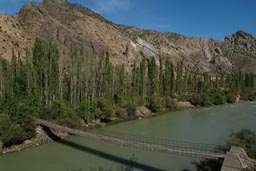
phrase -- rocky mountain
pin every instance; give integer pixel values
(69, 24)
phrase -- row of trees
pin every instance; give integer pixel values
(46, 76)
(87, 85)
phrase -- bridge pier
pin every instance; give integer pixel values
(236, 160)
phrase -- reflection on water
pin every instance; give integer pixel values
(208, 125)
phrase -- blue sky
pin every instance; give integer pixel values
(199, 18)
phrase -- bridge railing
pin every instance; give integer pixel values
(164, 142)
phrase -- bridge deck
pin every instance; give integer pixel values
(146, 143)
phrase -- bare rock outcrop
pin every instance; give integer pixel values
(69, 24)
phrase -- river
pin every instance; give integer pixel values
(204, 125)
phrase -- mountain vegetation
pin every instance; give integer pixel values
(93, 88)
(64, 63)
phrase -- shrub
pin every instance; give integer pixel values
(170, 103)
(206, 100)
(131, 109)
(195, 99)
(231, 98)
(155, 103)
(16, 125)
(121, 112)
(84, 110)
(103, 108)
(219, 99)
(64, 114)
(245, 139)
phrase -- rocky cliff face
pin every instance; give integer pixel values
(69, 24)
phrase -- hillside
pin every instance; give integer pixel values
(69, 25)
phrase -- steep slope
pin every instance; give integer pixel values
(69, 25)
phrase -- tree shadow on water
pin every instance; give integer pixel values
(101, 154)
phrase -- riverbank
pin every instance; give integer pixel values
(141, 113)
(200, 125)
(40, 138)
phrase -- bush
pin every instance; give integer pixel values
(16, 125)
(206, 100)
(231, 98)
(245, 139)
(170, 103)
(195, 99)
(220, 99)
(131, 109)
(103, 108)
(84, 110)
(155, 103)
(121, 112)
(63, 114)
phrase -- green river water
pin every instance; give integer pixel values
(207, 125)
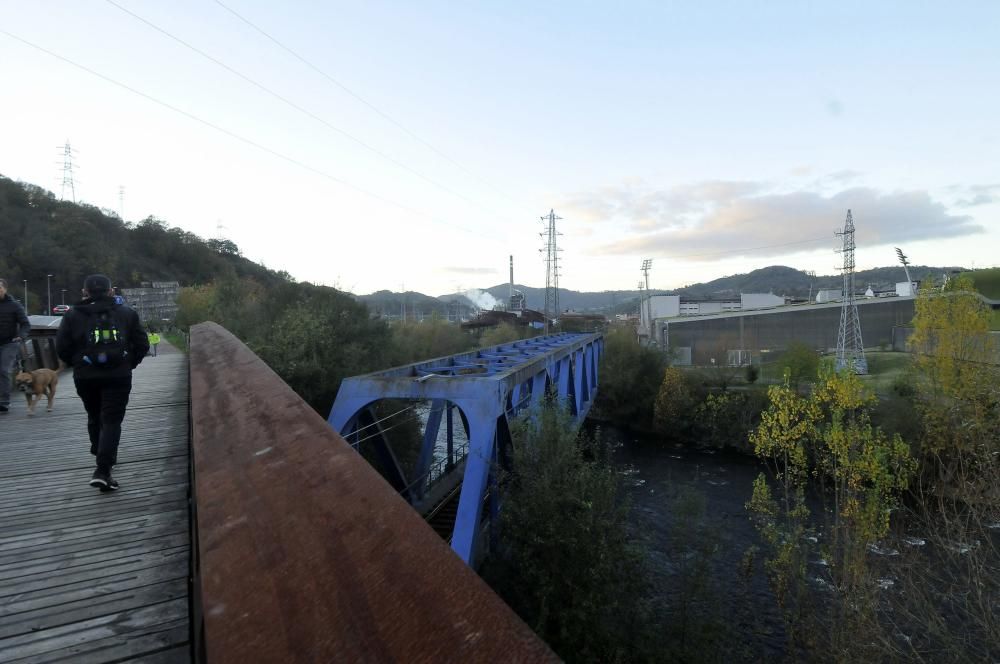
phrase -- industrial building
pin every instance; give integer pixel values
(672, 306)
(735, 336)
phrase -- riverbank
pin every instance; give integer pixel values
(688, 510)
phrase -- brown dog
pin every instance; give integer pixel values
(36, 383)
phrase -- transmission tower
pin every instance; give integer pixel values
(850, 348)
(646, 265)
(551, 252)
(67, 154)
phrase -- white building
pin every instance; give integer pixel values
(760, 300)
(672, 306)
(829, 295)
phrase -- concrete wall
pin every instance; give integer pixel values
(772, 330)
(828, 295)
(664, 306)
(760, 300)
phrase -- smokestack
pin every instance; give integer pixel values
(510, 295)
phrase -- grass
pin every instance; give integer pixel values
(884, 368)
(177, 339)
(987, 282)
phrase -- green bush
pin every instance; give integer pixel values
(629, 381)
(567, 564)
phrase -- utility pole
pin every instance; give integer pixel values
(850, 347)
(68, 179)
(906, 268)
(551, 252)
(646, 265)
(639, 309)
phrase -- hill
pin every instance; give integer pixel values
(777, 279)
(782, 280)
(45, 236)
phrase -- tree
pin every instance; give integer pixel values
(673, 410)
(567, 564)
(801, 361)
(956, 380)
(827, 436)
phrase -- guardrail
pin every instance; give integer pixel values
(304, 552)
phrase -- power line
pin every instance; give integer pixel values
(68, 180)
(293, 105)
(364, 101)
(247, 141)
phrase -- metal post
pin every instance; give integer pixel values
(451, 438)
(646, 264)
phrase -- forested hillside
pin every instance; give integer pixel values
(41, 235)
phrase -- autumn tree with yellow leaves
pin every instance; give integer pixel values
(825, 442)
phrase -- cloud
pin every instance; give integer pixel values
(749, 218)
(843, 177)
(979, 194)
(655, 209)
(456, 269)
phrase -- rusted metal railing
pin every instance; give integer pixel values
(304, 553)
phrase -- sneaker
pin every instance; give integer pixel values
(101, 480)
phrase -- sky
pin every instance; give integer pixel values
(388, 145)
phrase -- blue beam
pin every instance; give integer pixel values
(489, 387)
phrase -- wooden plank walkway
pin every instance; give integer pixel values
(92, 577)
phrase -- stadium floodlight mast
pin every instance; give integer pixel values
(906, 263)
(646, 265)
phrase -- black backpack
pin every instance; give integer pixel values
(106, 344)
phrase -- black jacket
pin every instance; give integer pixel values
(71, 341)
(13, 321)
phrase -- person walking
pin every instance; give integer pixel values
(103, 341)
(14, 328)
(154, 341)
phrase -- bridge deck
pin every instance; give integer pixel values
(86, 576)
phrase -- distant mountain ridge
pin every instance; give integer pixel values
(777, 279)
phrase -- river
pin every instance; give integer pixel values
(687, 506)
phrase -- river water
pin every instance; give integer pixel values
(687, 506)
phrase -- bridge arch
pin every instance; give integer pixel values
(489, 387)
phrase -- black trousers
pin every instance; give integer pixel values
(105, 400)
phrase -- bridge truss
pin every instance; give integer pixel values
(488, 388)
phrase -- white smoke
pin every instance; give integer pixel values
(481, 299)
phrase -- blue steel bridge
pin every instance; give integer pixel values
(488, 389)
(247, 529)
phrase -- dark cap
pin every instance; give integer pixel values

- - - - - - -

_GOAL_
Put every line of the listing above into a numbered list, skipping any blank lines and leaving out the pictures.

_OUTPUT_
1. phrase -- rocky mountain
2. pin every instance; give integer pixel values
3. (69, 24)
4. phrase -- row of trees
5. pin every instance; give integer pixel values
6. (46, 76)
7. (87, 85)
8. phrase -- bridge pier
9. pin every instance; give integer pixel values
10. (236, 160)
11. phrase -- reflection on water
12. pin every instance; give integer pixel values
13. (208, 125)
14. phrase -- blue sky
15. pin every instance; give integer pixel values
16. (199, 18)
17. phrase -- bridge railing
18. pin every instance; give integer pixel values
19. (164, 142)
20. phrase -- bridge deck
21. pin every instance; give integer pixel values
22. (146, 143)
23. phrase -- bare rock outcrop
24. pin every instance; give integer pixel values
25. (69, 24)
26. phrase -- river
27. pin every instance; give integer pixel values
28. (204, 125)
29. phrase -- mountain vegetation
30. pin every instance; give integer pixel values
31. (93, 88)
32. (64, 63)
33. phrase -- shrub
34. pin every instance; give integer pixel values
35. (170, 103)
36. (206, 100)
37. (131, 109)
38. (195, 99)
39. (231, 98)
40. (155, 103)
41. (16, 125)
42. (121, 112)
43. (84, 110)
44. (103, 108)
45. (219, 99)
46. (64, 114)
47. (245, 139)
48. phrase -- rocky cliff face
49. pin every instance; give integer pixel values
50. (69, 24)
51. phrase -- hillside
52. pin every instance; give integer pixel values
53. (69, 25)
54. phrase -- steep slope
55. pin every instance; give integer pixel values
56. (69, 25)
57. phrase -- tree shadow on water
58. pin every instance; give integer pixel values
59. (101, 154)
60. phrase -- riverbank
61. pin every instance; give integer pixel values
62. (141, 113)
63. (200, 125)
64. (40, 138)
65. phrase -- bush
66. pin every instance; give integer pixel values
67. (16, 125)
68. (206, 100)
69. (231, 98)
70. (245, 139)
71. (170, 103)
72. (195, 99)
73. (220, 99)
74. (131, 109)
75. (103, 108)
76. (84, 110)
77. (155, 103)
78. (121, 112)
79. (63, 114)
80. phrase -- green river water
81. pin every instance; give integer pixel values
82. (207, 125)
83. phrase -- industrial building
84. pin every instance; give integer pixel values
85. (672, 306)
86. (735, 336)
87. phrase -- riverbank
88. pin every instance; give integer pixel values
89. (688, 510)
90. phrase -- brown dog
91. pin every instance; give integer pixel values
92. (36, 383)
93. phrase -- transmission tower
94. pin every instance; give integer pixel values
95. (850, 348)
96. (646, 265)
97. (551, 252)
98. (67, 154)
99. phrase -- white building
100. pin every instance; give integer pixel values
101. (760, 300)
102. (672, 306)
103. (829, 295)
104. phrase -- concrete wall
105. pin every instance; give integer pixel values
106. (772, 330)
107. (828, 295)
108. (664, 306)
109. (760, 300)
110. phrase -- smokestack
111. pin every instance; give integer pixel values
112. (510, 295)
113. phrase -- grass
114. pin every instance; give integer pixel values
115. (884, 368)
116. (177, 339)
117. (987, 282)
118. phrase -- green bush
119. pin every instance; give integer pixel values
120. (629, 381)
121. (567, 564)
122. phrase -- utility pole
123. pin every instance; give integer pixel values
124. (850, 347)
125. (68, 179)
126. (906, 268)
127. (551, 252)
128. (646, 265)
129. (639, 309)
130. phrase -- hill
131. pin every instance; give integer pixel values
132. (777, 279)
133. (782, 280)
134. (45, 236)
135. phrase -- tree
136. pin every instance; give integer pixel values
137. (673, 410)
138. (567, 564)
139. (801, 361)
140. (956, 380)
141. (827, 436)
142. phrase -- guardrail
143. pin every instance; give integer pixel values
144. (304, 552)
145. phrase -- power line
146. pin every instance; give integer pixel values
147. (68, 180)
148. (293, 105)
149. (364, 101)
150. (247, 141)
151. phrase -- metal post
152. pin every instance; give integer pixel values
153. (451, 438)
154. (646, 264)
155. phrase -- forested hillside
156. pin every instance; give integer pixel values
157. (41, 235)
158. phrase -- autumn tree with yellow leaves
159. pin every instance; give integer pixel values
160. (825, 442)
161. phrase -- cloud
162. pin every instance; give integer pixel values
163. (749, 218)
164. (843, 177)
165. (979, 194)
166. (655, 209)
167. (456, 269)
168. phrase -- rusted metal railing
169. pin every instance; give integer pixel values
170. (304, 553)
171. phrase -- sneaker
172. pin every instance; give integer pixel values
173. (101, 480)
174. phrase -- sky
175. pin every instance; give integer pixel values
176. (388, 145)
177. phrase -- blue beam
178. pin every instance; give integer pixel values
179. (489, 387)
180. phrase -- wooden plank walkway
181. pin every instance; give integer pixel values
182. (92, 577)
183. phrase -- stadium floodlight mast
184. pin every instance; give integer pixel values
185. (906, 263)
186. (646, 265)
187. phrase -- black backpack
188. pin every instance; give integer pixel values
189. (106, 344)
190. phrase -- black jacket
191. pin every instance; give integer pixel values
192. (71, 341)
193. (13, 321)
194. phrase -- person walking
195. pin every instance; give integer pixel values
196. (103, 341)
197. (14, 328)
198. (154, 341)
199. phrase -- bridge deck
200. pin every instance; give integer pixel values
201. (86, 576)
202. phrase -- distant mountain ridge
203. pin every instance; give integer pixel values
204. (777, 279)
205. phrase -- river
206. pin every instance; give integer pixel values
207. (687, 506)
208. phrase -- river water
209. pin every instance; give integer pixel values
210. (687, 506)
211. phrase -- bridge arch
212. pin every instance; give integer pixel values
213. (489, 387)
214. phrase -- black trousers
215. pin every instance; give integer pixel values
216. (105, 400)
217. phrase -- bridge truss
218. pin every instance; give integer pixel values
219. (488, 388)
220. phrase -- white smoke
221. pin every instance; give integer pixel values
222. (481, 299)
223. phrase -- blue steel bridge
224. pin every instance; give integer pixel values
225. (488, 389)
226. (247, 529)
227. phrase -- dark cap
228. pin every instance; give integer pixel values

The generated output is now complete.